__SOURCE__:

+ + + +

Porsche’s GT3 has come a long way since its inception in 1999. Total 911 gathers the very first example for a road and track test alongside its latest and greatest incarnation. Written by Ben Barry. Photography by Porsche.
996.1 GT3 v 991.2 GT3 RS
Two decades separate Porsche’s first 911 GT3 iteration from its latest. How do they compare on both road and track?
style=”simple” size=”6″]When we introduced the first GT3 in 1999, it had 360bhp, barely. If someone would’ve told us in ten years there’d be a 4.0 with 500bhp, I would have said, ‘Yeah, come on…’, but technology goes on and on.” That was Porsche GT boss Andreas Preuninger, when we interviewed him at the Geneva Motor Show, 2015, at the 991.1 GT3 RS’s unveiling.
Today we’re experiencing that leap first hand with a drive in the first 996.1 GT3 and a comparison with its most recent and extreme descendant, the 991.2 GT3 RS, at Sonoma racetrack near San Francisco.
The two cars share much in concept and philosophy but as Preuninger reflected, technology goes on and on. Engine output might have barely risen in the last ten years, since the 997 4.0 GT3 RS to which he was referring at Geneva, but the GT3 RS is wider, faster and stickier, and it’s lavished with cutting-edge technology that makes it more competent in every measurable regard. This, however, doesn’t make the 996.1 GT3 an anachronism in comparison; of its time, perhaps, but only in the most positive sense.
“As the start of the GT3 bloodline it currently feels somewhat overlooked, but it remains a sensationally interactive drive”

+ + + +

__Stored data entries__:
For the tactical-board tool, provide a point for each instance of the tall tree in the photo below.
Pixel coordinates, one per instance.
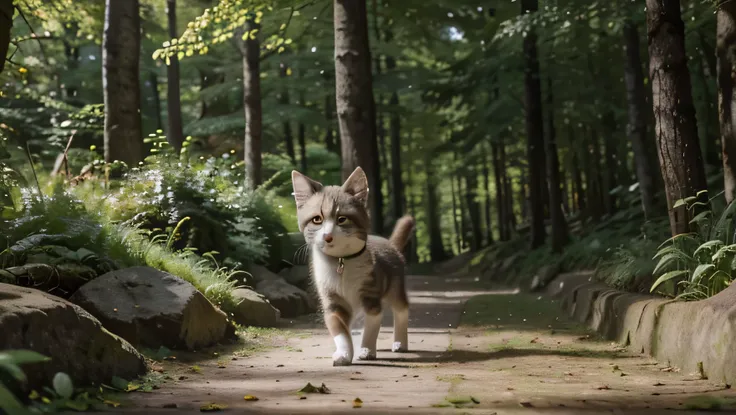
(559, 235)
(680, 158)
(250, 50)
(535, 133)
(6, 23)
(175, 135)
(637, 126)
(356, 108)
(726, 53)
(121, 47)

+ + + +

__PROBLEMS TO WORK ON__:
1. Please scale the records by writing out all their lines again, requests included, with every pixel coordinate in the answers multiplied by 2.2 and rounded to a whole number, halves going up. Leave the pictures out of your answer.
2. Carry on the Porsche GT3 article from its last sentence.
The Porsche GT3 article and the records have no connection to each other.

__WRITTEN RESPONSES__:
1.
For the tactical-board tool, provide a point for each instance of the tall tree in the photo below.
Pixel coordinates, one per instance.
(1230, 517)
(1496, 348)
(550, 110)
(1177, 293)
(13, 51)
(385, 297)
(1401, 277)
(783, 238)
(1597, 117)
(266, 103)

2.
The GT3 story begins with the development of the GT3 Cup for the Pirelli Supercup championship, which supported the F1 calendar from 1998. Only 30 race cars were made, but Porsche also had an eye on the new N-GT racing class, which came into force on 1 March 2000. Alexander Klein, boss of the Porsche Museum, who’s flown to meet the Porsche Museum car we’re driving, says around 1,200 road-going examples were required to meet the rules.
Development of those road cars was entrusted to motorsport stalwart Roland Kussmaul – the 996 being the only GT3 not conceived under Preuninger, though Kussmaul’s successor was already working in a different department at Porsche. The cars were produced in two waves: 1,350 examples of the ‘A’ cars for homologation purposes, with a ‘ZYS’ chassis code, and then 536 units of the ‘B’ cars, coded ‘Z01’.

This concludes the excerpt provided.